REQUIREMENT:
Which questions does the holiday relationship advice below put to the reader? List every one.

This time of year can be a prime time for relationship conflict. Anxieties can be high over family relationships, planning and other things. The truth is, you and your partner both want the holidays to be happy. Here are some simple reminders to help you stay on track for a happy holiday season.
1. Remind yourself of your partner’s value
Take a little bit of time to remind yourself that your partner is your choice. You have selected this person out of all others to share your life. They have done the same to choose you. What is it that you value about them? What are things that you take for granted? Think about what brought you together and what you admire when you observe them with others. This will help put you in a state of appreciation. It keeps us positive. You want to be mindful to make their holiday as happy as you would like them to make yours. Maybe you think you don’t have this kind of power? You do. Your mood and the way you interact with them greatly influences their mood.

ENTRIES SUPPLIED:
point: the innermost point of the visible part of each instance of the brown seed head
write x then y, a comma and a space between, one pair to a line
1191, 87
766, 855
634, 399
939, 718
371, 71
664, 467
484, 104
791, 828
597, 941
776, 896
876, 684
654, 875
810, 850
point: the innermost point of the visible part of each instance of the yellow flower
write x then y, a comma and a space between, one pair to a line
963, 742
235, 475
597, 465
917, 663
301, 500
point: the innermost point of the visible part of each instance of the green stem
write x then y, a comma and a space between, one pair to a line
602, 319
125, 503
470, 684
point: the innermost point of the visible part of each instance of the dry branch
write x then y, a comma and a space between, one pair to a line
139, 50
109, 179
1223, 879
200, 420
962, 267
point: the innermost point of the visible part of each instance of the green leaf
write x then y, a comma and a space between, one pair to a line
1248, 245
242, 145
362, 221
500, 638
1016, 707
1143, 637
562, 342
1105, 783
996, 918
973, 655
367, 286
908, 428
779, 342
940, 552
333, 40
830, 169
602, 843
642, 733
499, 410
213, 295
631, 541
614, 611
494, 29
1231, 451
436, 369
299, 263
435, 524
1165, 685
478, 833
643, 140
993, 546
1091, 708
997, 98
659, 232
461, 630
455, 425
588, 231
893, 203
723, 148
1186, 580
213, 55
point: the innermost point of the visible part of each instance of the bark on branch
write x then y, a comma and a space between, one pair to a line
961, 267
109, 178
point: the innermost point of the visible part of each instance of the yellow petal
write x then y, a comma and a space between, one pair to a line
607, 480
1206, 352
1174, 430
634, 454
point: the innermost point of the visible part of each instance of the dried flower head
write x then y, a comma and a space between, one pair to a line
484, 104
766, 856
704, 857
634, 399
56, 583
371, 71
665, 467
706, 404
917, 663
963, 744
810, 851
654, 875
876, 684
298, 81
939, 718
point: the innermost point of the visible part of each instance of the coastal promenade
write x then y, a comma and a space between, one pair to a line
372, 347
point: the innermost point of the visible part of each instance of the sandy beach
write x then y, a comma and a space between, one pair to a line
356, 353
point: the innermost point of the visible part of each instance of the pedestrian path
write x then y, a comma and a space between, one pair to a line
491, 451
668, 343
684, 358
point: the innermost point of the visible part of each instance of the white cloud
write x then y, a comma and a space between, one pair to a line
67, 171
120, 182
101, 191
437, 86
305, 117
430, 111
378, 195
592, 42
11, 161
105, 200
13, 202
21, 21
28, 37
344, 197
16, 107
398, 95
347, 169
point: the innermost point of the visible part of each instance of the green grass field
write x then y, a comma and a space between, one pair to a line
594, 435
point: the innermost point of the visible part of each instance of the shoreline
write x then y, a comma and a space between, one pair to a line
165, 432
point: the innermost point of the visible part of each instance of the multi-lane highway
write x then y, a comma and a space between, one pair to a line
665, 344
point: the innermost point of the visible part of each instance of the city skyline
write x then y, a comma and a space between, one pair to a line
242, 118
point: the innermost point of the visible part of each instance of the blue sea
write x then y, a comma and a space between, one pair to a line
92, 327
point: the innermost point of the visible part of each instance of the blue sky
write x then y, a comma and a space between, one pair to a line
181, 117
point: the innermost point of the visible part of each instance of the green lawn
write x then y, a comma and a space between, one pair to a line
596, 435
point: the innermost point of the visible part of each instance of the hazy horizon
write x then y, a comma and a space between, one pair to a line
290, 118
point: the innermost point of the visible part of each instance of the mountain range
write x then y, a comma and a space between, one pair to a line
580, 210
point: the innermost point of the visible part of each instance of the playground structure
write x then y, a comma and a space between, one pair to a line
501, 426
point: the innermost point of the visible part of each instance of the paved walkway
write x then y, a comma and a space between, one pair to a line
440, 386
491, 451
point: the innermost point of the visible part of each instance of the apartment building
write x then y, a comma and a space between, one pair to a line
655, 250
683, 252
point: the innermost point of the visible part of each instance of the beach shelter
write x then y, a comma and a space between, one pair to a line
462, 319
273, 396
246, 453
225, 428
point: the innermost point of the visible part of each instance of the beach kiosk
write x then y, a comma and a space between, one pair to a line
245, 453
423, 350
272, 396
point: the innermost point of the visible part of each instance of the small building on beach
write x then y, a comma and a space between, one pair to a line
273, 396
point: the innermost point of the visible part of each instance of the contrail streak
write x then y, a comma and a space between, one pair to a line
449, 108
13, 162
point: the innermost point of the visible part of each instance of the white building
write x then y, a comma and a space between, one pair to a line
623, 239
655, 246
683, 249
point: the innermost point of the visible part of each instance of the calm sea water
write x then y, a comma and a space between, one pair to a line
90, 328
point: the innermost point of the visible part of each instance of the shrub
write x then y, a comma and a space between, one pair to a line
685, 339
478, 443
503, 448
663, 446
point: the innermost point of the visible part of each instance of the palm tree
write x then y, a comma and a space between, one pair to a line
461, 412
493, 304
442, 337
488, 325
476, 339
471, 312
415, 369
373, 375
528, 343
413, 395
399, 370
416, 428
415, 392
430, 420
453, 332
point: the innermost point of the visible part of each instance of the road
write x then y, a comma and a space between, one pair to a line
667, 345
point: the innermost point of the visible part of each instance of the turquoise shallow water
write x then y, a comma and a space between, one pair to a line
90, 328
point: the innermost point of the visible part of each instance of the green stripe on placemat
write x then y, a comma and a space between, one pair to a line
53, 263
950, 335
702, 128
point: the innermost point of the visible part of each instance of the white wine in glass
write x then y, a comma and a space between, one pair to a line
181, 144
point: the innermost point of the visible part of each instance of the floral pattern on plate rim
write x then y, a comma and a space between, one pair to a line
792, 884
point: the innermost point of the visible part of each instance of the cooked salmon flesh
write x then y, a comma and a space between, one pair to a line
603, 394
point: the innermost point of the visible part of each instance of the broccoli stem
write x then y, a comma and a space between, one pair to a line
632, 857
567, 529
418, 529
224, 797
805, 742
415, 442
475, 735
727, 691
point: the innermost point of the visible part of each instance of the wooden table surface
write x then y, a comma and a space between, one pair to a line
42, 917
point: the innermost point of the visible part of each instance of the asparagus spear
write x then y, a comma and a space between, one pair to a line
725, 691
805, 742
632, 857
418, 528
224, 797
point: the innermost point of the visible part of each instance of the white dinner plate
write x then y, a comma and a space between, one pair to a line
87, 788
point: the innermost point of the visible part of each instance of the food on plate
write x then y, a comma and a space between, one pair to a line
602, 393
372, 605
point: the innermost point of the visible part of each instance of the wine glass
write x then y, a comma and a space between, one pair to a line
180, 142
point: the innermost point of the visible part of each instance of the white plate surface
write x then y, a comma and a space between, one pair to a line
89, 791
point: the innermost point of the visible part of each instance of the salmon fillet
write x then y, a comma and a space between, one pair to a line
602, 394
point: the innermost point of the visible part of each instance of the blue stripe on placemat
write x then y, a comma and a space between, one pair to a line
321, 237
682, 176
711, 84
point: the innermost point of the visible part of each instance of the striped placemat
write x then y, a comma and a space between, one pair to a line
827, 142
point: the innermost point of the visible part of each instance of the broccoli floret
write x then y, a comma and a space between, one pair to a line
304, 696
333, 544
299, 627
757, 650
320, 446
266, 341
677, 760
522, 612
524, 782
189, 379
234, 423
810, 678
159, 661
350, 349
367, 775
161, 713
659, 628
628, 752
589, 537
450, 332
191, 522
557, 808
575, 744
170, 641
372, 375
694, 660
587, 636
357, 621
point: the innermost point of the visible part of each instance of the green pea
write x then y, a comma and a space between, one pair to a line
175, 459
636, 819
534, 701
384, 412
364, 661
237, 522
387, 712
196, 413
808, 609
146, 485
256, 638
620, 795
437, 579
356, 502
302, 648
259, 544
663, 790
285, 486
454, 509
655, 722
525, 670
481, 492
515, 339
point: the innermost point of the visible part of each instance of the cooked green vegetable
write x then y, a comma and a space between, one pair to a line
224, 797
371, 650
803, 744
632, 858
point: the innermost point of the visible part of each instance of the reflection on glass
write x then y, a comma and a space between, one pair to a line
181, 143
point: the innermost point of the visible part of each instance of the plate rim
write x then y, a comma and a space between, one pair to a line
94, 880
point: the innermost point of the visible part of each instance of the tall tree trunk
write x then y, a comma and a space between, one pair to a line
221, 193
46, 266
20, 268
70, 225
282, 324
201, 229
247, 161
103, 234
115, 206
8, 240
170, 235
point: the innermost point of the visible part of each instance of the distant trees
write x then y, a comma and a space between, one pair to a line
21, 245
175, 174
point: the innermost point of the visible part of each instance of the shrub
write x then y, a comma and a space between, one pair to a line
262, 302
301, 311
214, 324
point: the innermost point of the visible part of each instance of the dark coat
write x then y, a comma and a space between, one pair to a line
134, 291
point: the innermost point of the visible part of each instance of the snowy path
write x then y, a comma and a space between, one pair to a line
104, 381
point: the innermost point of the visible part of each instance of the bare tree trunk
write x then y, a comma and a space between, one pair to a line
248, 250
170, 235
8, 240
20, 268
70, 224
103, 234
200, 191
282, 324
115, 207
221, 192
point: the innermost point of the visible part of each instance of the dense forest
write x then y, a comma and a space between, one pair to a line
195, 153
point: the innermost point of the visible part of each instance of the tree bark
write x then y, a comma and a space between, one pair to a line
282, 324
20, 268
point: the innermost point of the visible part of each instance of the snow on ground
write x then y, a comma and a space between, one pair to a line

TASK RESULT:
- What is it that you value about them?
- What are things that you take for granted?
- Maybe you think you don’t have this kind of power?